Saved entries:
——
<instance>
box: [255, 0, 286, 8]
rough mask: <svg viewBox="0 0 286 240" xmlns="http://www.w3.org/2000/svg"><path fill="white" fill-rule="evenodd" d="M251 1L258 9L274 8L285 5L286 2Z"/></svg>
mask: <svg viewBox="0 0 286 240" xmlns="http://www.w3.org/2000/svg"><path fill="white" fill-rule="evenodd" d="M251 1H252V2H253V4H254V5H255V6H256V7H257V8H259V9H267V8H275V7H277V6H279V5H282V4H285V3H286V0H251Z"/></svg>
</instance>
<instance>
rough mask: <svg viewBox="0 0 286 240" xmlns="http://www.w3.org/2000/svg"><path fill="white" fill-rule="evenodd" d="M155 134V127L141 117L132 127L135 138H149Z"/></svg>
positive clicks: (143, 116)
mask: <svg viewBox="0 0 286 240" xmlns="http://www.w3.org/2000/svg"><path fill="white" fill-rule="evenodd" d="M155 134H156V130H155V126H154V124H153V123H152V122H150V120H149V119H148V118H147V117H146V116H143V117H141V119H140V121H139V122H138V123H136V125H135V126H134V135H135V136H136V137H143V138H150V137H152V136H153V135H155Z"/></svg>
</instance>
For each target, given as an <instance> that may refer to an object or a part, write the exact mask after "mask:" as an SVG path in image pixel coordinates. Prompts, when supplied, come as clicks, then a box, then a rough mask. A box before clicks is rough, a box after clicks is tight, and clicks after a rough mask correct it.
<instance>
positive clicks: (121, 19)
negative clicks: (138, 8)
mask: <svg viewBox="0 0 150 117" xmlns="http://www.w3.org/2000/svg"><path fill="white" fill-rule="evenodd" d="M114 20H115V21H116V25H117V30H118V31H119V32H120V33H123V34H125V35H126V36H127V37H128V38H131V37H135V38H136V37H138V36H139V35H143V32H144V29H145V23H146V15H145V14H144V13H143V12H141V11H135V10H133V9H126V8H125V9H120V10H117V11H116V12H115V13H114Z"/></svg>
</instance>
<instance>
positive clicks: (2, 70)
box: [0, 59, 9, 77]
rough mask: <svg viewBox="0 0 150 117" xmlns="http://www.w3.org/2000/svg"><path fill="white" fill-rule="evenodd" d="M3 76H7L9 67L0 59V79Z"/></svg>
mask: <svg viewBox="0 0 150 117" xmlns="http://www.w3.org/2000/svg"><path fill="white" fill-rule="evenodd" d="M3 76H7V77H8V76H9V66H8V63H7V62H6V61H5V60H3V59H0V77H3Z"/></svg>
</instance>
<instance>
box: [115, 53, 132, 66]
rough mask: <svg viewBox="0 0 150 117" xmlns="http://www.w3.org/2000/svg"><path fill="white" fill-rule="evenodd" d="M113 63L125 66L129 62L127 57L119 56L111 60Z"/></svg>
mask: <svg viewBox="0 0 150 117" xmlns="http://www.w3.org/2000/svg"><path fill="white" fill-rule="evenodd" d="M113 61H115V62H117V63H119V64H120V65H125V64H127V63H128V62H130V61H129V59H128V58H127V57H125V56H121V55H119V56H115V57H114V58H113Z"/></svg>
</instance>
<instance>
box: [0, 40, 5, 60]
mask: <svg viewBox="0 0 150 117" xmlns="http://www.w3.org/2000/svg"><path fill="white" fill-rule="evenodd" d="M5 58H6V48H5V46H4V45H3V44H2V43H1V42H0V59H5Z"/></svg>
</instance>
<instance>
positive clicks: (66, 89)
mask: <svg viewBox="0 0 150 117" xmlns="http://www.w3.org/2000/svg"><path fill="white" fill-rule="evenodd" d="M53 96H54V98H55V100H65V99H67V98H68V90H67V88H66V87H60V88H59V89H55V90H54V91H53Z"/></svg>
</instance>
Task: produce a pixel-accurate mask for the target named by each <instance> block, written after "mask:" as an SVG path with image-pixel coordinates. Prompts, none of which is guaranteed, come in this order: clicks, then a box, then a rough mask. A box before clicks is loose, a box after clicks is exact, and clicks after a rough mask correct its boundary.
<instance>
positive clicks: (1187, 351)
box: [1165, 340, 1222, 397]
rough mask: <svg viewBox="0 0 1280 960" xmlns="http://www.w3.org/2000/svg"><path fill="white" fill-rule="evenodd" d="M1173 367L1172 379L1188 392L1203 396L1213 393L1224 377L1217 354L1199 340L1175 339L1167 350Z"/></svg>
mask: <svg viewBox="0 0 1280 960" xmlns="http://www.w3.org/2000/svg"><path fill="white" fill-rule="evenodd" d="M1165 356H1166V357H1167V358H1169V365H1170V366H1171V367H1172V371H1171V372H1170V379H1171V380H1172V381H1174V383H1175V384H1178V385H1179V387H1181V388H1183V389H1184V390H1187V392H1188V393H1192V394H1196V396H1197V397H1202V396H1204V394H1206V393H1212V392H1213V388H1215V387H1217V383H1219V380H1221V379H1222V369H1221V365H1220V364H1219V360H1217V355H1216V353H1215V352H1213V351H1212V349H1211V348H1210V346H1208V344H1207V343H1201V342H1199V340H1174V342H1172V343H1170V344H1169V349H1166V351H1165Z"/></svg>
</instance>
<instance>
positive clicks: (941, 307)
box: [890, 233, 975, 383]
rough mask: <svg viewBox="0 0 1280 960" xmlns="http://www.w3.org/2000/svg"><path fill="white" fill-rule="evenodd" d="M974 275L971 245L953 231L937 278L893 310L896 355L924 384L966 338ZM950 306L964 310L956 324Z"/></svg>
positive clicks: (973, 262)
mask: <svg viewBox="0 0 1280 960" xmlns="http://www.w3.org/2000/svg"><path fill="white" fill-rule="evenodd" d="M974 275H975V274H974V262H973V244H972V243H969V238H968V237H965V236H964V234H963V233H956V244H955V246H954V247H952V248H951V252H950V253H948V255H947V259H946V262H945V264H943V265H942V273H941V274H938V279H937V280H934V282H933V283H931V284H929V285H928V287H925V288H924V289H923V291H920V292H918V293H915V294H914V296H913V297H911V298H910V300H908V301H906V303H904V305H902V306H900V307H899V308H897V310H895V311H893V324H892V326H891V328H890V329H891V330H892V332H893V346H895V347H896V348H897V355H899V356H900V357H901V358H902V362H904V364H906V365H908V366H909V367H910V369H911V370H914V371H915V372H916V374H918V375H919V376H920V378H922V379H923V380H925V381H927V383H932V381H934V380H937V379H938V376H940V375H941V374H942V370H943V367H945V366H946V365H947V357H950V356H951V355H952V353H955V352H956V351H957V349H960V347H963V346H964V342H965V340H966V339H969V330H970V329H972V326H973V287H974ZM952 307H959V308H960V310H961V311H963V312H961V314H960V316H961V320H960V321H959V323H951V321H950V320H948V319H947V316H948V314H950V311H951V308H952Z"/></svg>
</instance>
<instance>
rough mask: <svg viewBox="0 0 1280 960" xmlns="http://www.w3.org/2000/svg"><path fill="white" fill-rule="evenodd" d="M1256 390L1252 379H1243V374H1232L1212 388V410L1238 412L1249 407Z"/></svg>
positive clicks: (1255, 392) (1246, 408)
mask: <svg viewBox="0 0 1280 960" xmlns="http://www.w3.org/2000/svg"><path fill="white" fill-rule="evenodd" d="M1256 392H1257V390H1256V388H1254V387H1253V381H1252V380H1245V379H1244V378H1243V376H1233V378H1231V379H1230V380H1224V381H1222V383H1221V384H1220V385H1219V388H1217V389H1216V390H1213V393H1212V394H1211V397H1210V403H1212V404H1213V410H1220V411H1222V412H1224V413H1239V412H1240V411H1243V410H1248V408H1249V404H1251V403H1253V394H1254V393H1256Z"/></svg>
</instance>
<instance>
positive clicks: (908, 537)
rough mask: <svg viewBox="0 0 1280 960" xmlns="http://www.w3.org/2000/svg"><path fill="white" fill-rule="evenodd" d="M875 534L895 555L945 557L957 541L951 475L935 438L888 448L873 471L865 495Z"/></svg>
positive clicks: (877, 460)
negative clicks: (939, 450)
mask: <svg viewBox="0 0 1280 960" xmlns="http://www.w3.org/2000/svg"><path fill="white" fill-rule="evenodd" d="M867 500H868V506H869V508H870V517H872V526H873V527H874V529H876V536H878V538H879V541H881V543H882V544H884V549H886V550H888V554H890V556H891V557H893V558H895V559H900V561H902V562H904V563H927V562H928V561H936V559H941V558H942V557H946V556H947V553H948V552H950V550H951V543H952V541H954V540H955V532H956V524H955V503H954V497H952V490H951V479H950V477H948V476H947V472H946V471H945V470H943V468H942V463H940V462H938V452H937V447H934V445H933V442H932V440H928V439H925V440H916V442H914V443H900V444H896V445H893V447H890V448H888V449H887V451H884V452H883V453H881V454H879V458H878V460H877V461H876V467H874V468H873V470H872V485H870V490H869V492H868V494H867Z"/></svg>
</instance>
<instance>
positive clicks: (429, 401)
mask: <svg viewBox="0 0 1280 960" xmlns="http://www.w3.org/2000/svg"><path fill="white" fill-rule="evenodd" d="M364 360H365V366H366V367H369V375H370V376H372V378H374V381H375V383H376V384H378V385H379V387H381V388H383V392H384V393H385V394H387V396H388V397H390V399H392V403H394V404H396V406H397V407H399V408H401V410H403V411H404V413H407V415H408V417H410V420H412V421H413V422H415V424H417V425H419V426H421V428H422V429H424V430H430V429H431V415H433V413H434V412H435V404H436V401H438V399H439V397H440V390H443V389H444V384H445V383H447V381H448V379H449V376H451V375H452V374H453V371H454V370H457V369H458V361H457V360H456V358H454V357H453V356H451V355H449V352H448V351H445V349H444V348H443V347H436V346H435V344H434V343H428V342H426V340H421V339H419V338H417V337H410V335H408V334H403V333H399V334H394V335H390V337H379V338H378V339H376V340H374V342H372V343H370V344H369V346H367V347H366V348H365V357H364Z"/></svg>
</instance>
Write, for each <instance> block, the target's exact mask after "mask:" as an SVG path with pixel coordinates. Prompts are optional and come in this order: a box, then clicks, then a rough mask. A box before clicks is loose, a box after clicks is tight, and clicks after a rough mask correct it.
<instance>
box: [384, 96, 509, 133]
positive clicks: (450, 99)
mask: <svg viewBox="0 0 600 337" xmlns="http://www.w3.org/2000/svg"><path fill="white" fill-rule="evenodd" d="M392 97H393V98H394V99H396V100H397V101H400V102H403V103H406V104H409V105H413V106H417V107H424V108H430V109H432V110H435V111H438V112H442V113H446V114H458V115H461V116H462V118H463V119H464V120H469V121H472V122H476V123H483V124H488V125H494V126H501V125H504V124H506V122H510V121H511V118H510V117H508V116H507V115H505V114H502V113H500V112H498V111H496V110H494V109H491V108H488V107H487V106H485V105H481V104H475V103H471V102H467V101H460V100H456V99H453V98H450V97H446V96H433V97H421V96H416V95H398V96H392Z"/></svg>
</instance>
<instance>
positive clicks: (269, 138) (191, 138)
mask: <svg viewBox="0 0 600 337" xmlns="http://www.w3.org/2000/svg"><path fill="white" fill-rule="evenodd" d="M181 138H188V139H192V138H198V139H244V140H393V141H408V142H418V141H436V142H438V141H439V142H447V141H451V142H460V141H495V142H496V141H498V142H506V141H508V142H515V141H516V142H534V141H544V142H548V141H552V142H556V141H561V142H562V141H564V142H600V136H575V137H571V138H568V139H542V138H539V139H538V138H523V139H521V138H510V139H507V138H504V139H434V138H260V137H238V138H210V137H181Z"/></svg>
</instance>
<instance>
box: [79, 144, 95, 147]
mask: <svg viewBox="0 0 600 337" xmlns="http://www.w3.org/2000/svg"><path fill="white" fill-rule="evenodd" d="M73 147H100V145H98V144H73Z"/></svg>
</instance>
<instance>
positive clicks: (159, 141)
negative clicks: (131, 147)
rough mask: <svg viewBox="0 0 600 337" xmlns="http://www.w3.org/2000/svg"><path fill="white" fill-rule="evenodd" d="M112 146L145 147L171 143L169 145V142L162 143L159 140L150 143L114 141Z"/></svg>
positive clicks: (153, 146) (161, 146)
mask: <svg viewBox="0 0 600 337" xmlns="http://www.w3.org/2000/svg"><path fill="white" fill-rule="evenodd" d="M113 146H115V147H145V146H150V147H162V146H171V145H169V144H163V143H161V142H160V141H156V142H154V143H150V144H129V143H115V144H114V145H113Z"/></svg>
——
WORK TASK: Only this range is to be output: the line that contains "negative clicks: (131, 147)" through the last line of the records above, both inclusive.

FINISHED TASK:
negative clicks: (131, 147)
rough mask: <svg viewBox="0 0 600 337" xmlns="http://www.w3.org/2000/svg"><path fill="white" fill-rule="evenodd" d="M112 146L145 147L171 143L169 145V142L162 143L159 140L150 143L114 141Z"/></svg>
positive clicks: (153, 146) (161, 146)
mask: <svg viewBox="0 0 600 337" xmlns="http://www.w3.org/2000/svg"><path fill="white" fill-rule="evenodd" d="M113 146H115V147H145V146H150V147H162V146H171V145H169V144H163V143H161V142H160V141H156V142H154V143H150V144H129V143H115V144H114V145H113Z"/></svg>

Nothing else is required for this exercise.